## TEXTO PROPORCIONADO
Considerar que los mismos diputados cuyos derechos se cercenan son perjudicados pero no demandados por lo que hoy ha decidido el Tribunal Constitucional y que por tanto no pueden denunciar que dos de los jueces no tienen la necesaria apariencia de imparcialidad es una interpretación jurídica surrealista, por no decir algo peor. Es un absoluto disparate, por mucho que se vista de fina filigrana judicial.
El tercer atropello, el más grave, es amordazar al Parlamento español.
Ningún poder es absoluto en democracia. Tampoco el del Parlamento, por mucho que sea el único poder del Estado que eligen directamente los españoles con su voto.
Los legisladores –los diputados y senadores– están igualmente sometidos a un sistema de contrapesos. Y uno de ellos, tal vez el más importante por su poder, es el del Tribunal Constitucional. Que decide si las leyes que aprueban las Cortes caben en la Constitución.
No es exactamente parte del Poder Judicial. Es una cámara política que actúa como un órgano de garantías por medio de otro sistema de contrapesos: por su sistema de elección, por tres quintos en el Congreso y Senado, y porque sus mayorías cambian a un ritmo más lento (cada nueve años, cuando le toca nombrar al Gobierno de turno) que lo que lo hacen las mayorías parlamentarias.
No es un poder menor. El Tribunal Constitucional tiene la capacidad de anular o recortar leyes ya en vigor. O incluso reformas legales –como el Estatut catalán– que fueron aprobadas por Las Cortes españolas, por el Parlament catalán y por los catalanes en referéndum.
Sus sentencias suelen ser lentas. La del aborto, por ejemplo, ya acumula 11 años de retraso. Muchas veces el Constitucional se pronuncia cuando ya no tiene ningún impacto ni interés su decisión. Lo que nunca han hecho, hasta hoy, es paralizar una reforma legal en plena tramitación; antes incluso de que entrase en vigor. Lo han hecho contra el criterio del letrado más importante del tribunal, cuyo informe han rechazado. Y también contra el criterio del fiscal.
Algún día tal vez sepamos también cómo acabó este recurso en manos de Enrique Arnaldo: el magistrado preferido por el PP y la FAES. Y si fue realmente una cuestión de azar.
La forma en la que ha actuado la derecha en el Constitucional, saltándose todas las barreras por el camino, demuestra a las claras cuál era la intención: hacer todo lo que fuera necesario a la velocidad que fuera necesaria para usurpar el poder en un tribunal donde la derecha mantiene su mayoría de manera ilegítima; fuera de su mandato legal.
Y lo de menos es lo que hoy argumenta el tribunal: que se aceptan las cautelarísimas que ha pedido el PP y se paraliza la votación en el Senado porque se haya utilizado un atajo legal –lo expliqué en otro artículo– para tramitar esta reforma con más rapidez de lo normal. Es el mismo atajo que se ha usado decenas de veces en el Congreso para reformas pequeñas, medianas o grandes. Es el mismo método que, por ejemplo, usó la derecha para aprobar el aforamiento del emérito.

## DATOS PROPORCIONADOS
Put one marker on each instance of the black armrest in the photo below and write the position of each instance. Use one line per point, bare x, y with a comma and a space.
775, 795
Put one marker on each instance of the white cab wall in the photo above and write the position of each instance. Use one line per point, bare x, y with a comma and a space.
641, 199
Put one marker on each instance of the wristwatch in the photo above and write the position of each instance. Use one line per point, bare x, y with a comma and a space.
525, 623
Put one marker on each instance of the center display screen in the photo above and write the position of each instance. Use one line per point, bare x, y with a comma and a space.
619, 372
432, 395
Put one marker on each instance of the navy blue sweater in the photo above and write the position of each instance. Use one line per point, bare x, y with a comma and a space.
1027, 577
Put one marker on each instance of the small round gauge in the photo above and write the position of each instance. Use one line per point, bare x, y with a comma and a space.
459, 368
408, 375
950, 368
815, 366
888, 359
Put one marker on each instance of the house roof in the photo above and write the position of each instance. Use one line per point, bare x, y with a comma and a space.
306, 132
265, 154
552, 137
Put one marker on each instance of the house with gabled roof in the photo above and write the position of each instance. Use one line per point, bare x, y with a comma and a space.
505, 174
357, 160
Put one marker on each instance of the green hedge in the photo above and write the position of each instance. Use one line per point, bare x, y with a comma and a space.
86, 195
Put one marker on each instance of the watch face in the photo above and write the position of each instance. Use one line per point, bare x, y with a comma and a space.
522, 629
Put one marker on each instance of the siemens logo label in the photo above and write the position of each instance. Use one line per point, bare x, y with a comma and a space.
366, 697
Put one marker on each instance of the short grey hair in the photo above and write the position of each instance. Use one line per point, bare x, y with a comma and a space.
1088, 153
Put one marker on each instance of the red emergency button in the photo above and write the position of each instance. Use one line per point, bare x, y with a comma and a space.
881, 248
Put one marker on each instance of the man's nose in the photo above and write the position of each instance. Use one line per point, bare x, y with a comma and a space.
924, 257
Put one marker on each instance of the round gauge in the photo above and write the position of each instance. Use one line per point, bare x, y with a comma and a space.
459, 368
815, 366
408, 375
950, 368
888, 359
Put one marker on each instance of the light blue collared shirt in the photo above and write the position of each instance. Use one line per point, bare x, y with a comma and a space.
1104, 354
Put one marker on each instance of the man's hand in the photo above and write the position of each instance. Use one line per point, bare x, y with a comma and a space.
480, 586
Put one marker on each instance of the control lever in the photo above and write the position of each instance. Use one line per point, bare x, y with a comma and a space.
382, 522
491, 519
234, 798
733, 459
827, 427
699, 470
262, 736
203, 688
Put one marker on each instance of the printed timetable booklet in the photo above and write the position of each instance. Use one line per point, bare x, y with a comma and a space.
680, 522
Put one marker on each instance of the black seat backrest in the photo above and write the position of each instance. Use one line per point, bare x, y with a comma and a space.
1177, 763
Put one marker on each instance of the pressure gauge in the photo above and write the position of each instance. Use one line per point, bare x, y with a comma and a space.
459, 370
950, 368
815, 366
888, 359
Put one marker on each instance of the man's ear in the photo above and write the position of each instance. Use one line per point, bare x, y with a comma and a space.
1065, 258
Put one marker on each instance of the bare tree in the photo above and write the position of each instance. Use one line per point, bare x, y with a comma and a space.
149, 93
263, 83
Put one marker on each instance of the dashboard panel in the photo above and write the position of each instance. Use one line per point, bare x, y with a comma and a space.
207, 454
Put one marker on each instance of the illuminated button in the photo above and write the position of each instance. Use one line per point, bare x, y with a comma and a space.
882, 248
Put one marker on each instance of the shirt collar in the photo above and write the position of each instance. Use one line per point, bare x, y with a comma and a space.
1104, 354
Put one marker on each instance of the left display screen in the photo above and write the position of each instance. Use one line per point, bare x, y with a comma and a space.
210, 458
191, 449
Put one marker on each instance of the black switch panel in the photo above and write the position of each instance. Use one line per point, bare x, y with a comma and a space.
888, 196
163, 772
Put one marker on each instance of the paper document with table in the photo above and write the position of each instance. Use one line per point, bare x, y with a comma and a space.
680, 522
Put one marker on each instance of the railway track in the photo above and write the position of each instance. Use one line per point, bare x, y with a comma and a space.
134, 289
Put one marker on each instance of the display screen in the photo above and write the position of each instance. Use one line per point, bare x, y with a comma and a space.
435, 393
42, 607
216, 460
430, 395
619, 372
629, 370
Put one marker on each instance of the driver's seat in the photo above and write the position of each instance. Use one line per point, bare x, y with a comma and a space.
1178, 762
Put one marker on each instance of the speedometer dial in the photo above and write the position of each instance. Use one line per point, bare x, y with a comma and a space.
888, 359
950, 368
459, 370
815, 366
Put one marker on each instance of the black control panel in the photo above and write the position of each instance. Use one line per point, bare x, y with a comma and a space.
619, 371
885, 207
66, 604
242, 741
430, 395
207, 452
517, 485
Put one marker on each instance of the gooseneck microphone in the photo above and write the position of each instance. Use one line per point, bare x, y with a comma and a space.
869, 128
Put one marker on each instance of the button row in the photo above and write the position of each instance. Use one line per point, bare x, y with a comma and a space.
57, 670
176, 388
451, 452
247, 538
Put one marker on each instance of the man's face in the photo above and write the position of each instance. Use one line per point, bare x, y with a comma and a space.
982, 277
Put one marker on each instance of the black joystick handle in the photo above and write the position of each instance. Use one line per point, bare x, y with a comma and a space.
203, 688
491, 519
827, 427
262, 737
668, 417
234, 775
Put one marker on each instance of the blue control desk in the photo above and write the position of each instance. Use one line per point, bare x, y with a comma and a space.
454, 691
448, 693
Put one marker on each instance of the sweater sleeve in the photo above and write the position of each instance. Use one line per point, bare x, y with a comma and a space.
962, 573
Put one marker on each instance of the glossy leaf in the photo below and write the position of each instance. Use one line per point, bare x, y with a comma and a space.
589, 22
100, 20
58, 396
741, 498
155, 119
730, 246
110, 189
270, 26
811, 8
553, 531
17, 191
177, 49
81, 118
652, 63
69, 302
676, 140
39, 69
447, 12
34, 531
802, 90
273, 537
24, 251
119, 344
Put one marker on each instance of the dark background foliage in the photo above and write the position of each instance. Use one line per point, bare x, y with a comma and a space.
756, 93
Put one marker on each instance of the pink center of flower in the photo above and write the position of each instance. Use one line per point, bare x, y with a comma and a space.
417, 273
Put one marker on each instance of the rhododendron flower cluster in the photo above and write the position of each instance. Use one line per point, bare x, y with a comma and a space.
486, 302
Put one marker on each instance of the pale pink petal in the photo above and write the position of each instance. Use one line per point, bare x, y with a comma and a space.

## OBJETIVO DE LA TAREA
Cita literalmente el fragmento del texto sobre el Tribunal Constitucional que empieza en "Algún día tal" y termina en "su mandato legal.".

## TAREA RESUELTA
Algún día tal vez sepamos también cómo acabó este recurso en manos de Enrique Arnaldo: el magistrado preferido por el PP y la FAES. Y si fue realmente una cuestión de azar.
La forma en la que ha actuado la derecha en el Constitucional, saltándose todas las barreras por el camino, demuestra a las claras cuál era la intención: hacer todo lo que fuera necesario a la velocidad que fuera necesaria para usurpar el poder en un tribunal donde la derecha mantiene su mayoría de manera ilegítima; fuera de su mandato legal.